- [TASK STATEMENT]
Please copy the listing below line for line, changing nothing.

## BEGIN

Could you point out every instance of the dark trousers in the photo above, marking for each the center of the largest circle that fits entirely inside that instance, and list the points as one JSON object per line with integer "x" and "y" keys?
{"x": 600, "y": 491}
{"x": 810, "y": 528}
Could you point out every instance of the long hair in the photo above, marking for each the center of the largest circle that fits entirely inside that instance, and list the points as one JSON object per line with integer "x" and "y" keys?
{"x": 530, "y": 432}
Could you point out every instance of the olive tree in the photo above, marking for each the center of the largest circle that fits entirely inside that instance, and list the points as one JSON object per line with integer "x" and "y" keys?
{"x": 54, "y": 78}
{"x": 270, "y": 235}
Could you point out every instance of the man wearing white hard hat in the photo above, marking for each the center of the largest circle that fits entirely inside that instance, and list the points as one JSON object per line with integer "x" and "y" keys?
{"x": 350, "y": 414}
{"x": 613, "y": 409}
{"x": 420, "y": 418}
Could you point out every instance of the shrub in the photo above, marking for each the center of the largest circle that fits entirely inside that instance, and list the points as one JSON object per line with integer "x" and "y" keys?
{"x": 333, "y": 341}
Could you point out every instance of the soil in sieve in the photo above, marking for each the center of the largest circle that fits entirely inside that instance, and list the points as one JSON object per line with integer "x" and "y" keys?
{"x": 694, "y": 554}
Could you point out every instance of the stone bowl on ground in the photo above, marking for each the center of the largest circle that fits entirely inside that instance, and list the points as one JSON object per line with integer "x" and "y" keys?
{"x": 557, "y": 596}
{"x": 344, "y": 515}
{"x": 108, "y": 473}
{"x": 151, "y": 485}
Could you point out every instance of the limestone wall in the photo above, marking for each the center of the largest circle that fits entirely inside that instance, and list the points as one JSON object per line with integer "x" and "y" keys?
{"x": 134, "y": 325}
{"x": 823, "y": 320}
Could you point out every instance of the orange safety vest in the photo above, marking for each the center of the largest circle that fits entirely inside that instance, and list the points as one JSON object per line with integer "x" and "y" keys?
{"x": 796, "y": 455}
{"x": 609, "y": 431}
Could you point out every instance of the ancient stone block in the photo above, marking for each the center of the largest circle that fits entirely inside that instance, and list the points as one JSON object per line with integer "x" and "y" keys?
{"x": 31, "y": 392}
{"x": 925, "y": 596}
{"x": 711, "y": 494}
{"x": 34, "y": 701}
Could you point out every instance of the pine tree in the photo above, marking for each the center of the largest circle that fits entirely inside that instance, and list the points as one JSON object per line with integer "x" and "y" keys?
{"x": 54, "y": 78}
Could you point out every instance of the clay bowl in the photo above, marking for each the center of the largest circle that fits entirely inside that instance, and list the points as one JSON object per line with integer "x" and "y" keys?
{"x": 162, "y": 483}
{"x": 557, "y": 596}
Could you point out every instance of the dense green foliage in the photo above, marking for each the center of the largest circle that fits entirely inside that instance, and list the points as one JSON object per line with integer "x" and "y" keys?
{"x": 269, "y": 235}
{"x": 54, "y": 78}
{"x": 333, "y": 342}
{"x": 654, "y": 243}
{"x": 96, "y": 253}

## END

- [CORRECT RESPONSE]
Could you point out every instance of the dark trousers in the photo above, marking for each the center of the largest circle that fits entirely inside that instance, and list the points as one JSON object per line with integer "x" and "y" keys?
{"x": 600, "y": 491}
{"x": 810, "y": 528}
Could you point out every instance of the long hair in the photo above, marking for each the center of the largest circle that fits entirely inside that instance, and list the points as one JSON object per line with integer "x" and "y" keys?
{"x": 530, "y": 432}
Could you point out every instance of the olive tree in the photo above, marking for each the center of the largest circle that fits entirely inside that instance, and list the points as one JSON object per line with integer "x" and "y" keys?
{"x": 54, "y": 78}
{"x": 270, "y": 235}
Could you point out every instance of the man wearing white hard hat in the photo above, marking for each the center of the largest circle that fits entirely inside that instance, and list the points as one JSON object per line with integer "x" and "y" keys?
{"x": 350, "y": 414}
{"x": 613, "y": 409}
{"x": 420, "y": 418}
Could you point out every instance of the shrub in the photo above, marking for each the center of the largest circle that fits entirely inside that instance, and list the points as one JSON object per line with integer "x" and "y" keys?
{"x": 333, "y": 341}
Could you point out every instance of the soil in sieve in the photo above, marking for each the center of the largest circle that fits entirely inside that instance, and list the points as one JSON object per line with integer "x" and "y" keys?
{"x": 694, "y": 554}
Could you point out every instance of the stone bowl on ground in the photo above, marking for each the center of the largest circle that fits entirely inside that instance, and list the points as one JSON object per line with integer "x" and "y" keys?
{"x": 557, "y": 596}
{"x": 344, "y": 515}
{"x": 108, "y": 473}
{"x": 151, "y": 485}
Could you point out every instance of the limestone wall in the photo above, marking for each the center of the largest circle that fits entirely inside that instance, and list the points as one JSON object per line with integer "x" and "y" keys?
{"x": 134, "y": 325}
{"x": 823, "y": 320}
Could you point out every instance of the orange safety vest in the photo above, marking for each the center of the largest circle that fits entirely inside that instance, and list the points as one JSON object per line with integer "x" and "y" keys?
{"x": 796, "y": 455}
{"x": 609, "y": 431}
Could you point out every instance of the ancient stone block in the photo above, marking for each the center of the largest circle that fits entirely inside that instance, and list the points as one JSON object per line with integer "x" and "y" keys?
{"x": 31, "y": 392}
{"x": 925, "y": 596}
{"x": 711, "y": 494}
{"x": 34, "y": 701}
Could you point out every instance of the pine tree in the photo above, marking for each the center of the largest circle that fits entirely inside that instance, and list the points as one JSON object per line with integer "x" and "y" keys?
{"x": 54, "y": 78}
Could you point out every instance of the clay bowl in the photo above, marking for each the center of the largest circle that fits entirely inside that instance, and list the points as one JSON object per line with integer "x" and "y" keys?
{"x": 162, "y": 483}
{"x": 557, "y": 596}
Could you point out every instance of the dense green foliage in the photo above, marking for each the center of the largest circle that fits entirely inside that instance, and list the points as one JSON object per line with integer "x" and "y" keys?
{"x": 269, "y": 235}
{"x": 54, "y": 78}
{"x": 333, "y": 342}
{"x": 654, "y": 243}
{"x": 96, "y": 253}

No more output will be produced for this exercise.